**DESCRIPTION OF THE TASK:** Whenever a line below includes the string "cloudy", show it.

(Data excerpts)
+ + + + +
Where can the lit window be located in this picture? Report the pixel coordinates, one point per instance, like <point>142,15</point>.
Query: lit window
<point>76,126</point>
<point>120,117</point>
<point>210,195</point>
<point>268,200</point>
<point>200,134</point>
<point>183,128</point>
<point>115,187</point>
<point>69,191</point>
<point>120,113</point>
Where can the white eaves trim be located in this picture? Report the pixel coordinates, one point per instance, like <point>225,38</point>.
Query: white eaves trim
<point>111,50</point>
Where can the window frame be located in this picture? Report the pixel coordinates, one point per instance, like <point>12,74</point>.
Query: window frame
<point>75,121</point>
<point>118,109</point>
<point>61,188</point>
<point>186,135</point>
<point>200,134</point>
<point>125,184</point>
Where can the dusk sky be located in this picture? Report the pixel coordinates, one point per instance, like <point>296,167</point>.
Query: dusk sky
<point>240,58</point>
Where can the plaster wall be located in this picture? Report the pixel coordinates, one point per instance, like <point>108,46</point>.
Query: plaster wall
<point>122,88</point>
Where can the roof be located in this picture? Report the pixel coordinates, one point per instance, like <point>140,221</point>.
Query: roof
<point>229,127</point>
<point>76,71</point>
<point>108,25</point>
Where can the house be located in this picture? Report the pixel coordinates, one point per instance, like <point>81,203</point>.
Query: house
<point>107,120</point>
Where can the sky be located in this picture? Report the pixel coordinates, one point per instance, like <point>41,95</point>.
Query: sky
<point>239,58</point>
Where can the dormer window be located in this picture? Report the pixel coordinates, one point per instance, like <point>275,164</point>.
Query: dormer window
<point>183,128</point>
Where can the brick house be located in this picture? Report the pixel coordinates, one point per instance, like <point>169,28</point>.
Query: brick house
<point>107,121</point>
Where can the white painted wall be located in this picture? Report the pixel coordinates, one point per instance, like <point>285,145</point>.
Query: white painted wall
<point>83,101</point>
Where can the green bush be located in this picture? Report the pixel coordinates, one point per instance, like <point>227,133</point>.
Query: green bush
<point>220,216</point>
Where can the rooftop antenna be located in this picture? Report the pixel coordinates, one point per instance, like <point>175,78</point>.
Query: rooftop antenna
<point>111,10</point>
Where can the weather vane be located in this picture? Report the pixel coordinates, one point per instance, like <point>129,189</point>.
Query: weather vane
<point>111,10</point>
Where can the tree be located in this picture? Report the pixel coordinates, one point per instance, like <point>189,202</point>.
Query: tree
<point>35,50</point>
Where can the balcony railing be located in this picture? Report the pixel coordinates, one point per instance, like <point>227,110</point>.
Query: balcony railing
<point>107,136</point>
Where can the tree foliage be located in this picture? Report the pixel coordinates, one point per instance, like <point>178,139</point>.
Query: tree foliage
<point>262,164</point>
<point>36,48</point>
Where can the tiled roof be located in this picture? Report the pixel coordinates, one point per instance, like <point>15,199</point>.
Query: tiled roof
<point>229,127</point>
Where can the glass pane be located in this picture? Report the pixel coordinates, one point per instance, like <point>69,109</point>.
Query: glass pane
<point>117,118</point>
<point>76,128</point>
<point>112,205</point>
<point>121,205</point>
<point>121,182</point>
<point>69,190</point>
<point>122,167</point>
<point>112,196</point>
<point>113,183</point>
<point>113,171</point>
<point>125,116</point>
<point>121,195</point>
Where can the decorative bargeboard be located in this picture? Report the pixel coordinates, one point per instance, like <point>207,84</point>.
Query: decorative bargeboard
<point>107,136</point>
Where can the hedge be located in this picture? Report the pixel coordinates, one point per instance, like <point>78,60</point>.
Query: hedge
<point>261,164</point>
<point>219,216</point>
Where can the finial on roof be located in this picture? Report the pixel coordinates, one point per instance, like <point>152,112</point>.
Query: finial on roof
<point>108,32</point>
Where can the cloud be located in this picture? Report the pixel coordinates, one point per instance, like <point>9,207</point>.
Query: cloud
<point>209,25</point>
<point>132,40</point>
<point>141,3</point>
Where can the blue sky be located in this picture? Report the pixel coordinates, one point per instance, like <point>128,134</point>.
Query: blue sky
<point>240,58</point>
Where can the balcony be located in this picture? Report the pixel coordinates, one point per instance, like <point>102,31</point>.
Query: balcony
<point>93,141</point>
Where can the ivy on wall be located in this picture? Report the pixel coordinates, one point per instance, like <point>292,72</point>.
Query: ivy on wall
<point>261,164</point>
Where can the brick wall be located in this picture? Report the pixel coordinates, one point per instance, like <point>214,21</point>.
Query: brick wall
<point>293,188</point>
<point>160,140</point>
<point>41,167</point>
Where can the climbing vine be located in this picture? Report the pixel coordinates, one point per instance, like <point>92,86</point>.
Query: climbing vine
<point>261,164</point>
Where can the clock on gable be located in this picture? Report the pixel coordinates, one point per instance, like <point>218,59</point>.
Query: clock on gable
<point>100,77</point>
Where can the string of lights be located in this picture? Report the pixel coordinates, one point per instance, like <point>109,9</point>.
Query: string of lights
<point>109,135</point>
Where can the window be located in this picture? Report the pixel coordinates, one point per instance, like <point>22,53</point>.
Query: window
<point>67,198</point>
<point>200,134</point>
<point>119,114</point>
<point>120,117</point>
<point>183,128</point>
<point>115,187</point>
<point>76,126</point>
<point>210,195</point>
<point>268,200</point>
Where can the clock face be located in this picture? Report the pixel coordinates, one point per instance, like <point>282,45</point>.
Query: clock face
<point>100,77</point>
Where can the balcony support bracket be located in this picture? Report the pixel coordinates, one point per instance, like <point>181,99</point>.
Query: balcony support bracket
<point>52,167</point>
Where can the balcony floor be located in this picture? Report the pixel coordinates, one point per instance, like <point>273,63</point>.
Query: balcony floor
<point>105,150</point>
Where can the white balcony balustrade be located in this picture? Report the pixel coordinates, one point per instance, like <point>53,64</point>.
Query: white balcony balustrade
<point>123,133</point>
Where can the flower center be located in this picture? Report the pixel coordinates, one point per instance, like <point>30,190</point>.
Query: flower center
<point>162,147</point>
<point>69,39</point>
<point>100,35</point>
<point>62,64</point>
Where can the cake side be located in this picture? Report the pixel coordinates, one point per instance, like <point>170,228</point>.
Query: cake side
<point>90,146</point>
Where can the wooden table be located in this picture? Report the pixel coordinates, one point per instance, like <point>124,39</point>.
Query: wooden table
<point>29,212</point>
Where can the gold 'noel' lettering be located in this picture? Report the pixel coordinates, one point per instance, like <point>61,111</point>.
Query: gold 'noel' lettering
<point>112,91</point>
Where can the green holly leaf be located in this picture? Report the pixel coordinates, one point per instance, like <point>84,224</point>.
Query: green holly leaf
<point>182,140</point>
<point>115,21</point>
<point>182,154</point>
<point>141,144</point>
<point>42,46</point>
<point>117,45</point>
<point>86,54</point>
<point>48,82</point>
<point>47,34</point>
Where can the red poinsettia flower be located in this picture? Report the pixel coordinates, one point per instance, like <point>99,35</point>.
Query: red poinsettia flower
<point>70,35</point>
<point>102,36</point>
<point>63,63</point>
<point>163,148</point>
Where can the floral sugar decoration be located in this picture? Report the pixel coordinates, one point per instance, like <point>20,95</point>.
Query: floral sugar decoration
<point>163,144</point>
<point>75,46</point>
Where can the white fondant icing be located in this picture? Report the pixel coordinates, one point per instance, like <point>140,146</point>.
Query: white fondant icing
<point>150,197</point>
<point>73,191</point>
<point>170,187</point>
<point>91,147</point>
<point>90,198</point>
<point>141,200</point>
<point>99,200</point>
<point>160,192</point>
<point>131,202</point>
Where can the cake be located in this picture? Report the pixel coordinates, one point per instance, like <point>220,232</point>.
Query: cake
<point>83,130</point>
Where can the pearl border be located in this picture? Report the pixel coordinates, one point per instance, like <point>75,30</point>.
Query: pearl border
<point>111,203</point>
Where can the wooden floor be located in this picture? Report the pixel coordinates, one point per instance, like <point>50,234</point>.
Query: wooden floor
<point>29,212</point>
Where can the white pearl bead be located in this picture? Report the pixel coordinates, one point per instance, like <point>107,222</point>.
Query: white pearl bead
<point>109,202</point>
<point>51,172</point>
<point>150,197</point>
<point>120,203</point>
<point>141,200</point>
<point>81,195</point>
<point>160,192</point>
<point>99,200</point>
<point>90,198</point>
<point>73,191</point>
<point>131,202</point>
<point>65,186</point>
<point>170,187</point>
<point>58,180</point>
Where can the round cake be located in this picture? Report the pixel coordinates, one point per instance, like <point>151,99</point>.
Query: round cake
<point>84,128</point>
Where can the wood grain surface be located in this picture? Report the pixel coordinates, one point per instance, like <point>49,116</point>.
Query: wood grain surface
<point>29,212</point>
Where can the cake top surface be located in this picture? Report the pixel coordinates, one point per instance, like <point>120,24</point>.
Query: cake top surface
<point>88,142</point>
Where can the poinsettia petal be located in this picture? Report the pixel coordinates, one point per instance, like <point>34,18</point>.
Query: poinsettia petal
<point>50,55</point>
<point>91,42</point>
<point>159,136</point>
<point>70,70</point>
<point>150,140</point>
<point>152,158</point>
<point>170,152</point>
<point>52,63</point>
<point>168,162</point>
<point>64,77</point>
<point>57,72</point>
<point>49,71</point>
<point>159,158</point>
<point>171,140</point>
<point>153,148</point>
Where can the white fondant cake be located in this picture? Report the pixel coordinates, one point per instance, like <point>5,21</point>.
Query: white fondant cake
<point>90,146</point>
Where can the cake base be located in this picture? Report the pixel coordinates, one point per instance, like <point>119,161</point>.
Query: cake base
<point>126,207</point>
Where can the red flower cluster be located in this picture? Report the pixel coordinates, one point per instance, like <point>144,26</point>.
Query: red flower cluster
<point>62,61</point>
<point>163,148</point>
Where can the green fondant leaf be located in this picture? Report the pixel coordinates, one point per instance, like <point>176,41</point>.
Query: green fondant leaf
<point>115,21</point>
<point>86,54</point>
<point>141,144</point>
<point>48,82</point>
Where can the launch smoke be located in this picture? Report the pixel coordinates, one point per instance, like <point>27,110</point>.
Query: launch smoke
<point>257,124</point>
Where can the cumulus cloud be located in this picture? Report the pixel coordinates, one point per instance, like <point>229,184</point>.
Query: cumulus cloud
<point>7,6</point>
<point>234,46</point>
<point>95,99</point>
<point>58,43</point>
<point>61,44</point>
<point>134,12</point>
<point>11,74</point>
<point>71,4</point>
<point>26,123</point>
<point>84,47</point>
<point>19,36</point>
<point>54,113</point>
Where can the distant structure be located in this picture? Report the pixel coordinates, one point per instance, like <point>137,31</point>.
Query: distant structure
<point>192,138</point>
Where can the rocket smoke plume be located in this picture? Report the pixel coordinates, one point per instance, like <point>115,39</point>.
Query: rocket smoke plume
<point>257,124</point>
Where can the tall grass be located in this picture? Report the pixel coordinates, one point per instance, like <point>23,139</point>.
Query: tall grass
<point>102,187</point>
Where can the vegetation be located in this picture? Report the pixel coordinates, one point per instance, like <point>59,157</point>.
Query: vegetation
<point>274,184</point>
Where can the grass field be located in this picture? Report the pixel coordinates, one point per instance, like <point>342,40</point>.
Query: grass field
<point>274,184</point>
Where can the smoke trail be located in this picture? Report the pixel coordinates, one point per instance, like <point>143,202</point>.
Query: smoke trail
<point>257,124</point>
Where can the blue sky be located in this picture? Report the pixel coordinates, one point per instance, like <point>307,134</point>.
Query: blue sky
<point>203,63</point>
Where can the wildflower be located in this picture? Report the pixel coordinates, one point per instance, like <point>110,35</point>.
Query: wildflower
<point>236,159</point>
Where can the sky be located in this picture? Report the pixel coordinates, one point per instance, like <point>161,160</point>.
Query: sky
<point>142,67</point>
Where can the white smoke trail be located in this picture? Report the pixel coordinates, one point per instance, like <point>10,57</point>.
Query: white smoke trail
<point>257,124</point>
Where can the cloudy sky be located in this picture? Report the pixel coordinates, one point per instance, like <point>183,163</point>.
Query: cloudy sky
+ + + + +
**TASK RESPONSE:**
Where can the cloudy sky be located in this picture? Report the pixel coordinates, one point per instance, like <point>183,163</point>.
Query: cloudy sky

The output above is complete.